Exercise goal:
Scan the entries and copy each line where the word "person" is present.

-------

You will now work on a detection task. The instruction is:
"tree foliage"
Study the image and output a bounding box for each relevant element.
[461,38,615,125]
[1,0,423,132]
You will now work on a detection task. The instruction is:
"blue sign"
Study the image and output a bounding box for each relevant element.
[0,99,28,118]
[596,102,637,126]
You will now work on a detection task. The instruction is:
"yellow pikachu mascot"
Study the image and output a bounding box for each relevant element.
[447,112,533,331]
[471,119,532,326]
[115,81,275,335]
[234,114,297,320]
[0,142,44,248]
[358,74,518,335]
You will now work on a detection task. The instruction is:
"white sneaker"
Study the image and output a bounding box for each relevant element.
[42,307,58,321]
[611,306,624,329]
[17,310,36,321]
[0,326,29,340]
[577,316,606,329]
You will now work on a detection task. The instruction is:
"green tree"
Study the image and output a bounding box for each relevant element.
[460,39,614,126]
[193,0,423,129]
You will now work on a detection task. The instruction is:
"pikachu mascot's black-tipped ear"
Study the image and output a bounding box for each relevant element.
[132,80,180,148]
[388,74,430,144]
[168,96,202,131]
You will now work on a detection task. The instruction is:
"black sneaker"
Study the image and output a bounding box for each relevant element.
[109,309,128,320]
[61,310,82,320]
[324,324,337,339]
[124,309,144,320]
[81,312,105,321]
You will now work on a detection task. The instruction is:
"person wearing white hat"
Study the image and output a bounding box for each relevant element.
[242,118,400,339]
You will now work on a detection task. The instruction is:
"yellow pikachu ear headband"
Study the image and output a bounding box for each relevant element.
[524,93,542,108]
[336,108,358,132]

-------

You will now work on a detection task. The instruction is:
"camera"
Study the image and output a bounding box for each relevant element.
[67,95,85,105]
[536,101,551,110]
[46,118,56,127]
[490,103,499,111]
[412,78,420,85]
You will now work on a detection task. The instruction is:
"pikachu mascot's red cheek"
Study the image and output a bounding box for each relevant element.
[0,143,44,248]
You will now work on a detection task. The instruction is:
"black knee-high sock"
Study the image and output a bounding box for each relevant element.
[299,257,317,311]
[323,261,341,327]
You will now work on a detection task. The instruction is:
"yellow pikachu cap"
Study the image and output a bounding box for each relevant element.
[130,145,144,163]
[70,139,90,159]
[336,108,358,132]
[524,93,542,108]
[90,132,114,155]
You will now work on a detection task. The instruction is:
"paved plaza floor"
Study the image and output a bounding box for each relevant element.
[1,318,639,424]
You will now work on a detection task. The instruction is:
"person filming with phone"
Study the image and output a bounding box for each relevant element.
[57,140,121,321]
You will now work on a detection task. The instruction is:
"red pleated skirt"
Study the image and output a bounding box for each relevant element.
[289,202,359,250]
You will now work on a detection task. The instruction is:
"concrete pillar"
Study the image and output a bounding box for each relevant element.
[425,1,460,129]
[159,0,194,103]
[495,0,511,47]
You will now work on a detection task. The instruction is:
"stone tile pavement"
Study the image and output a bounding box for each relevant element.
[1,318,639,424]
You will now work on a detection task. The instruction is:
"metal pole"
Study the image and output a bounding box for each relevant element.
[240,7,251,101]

-------

Result:
"person wearing white hat"
"person filming with phone"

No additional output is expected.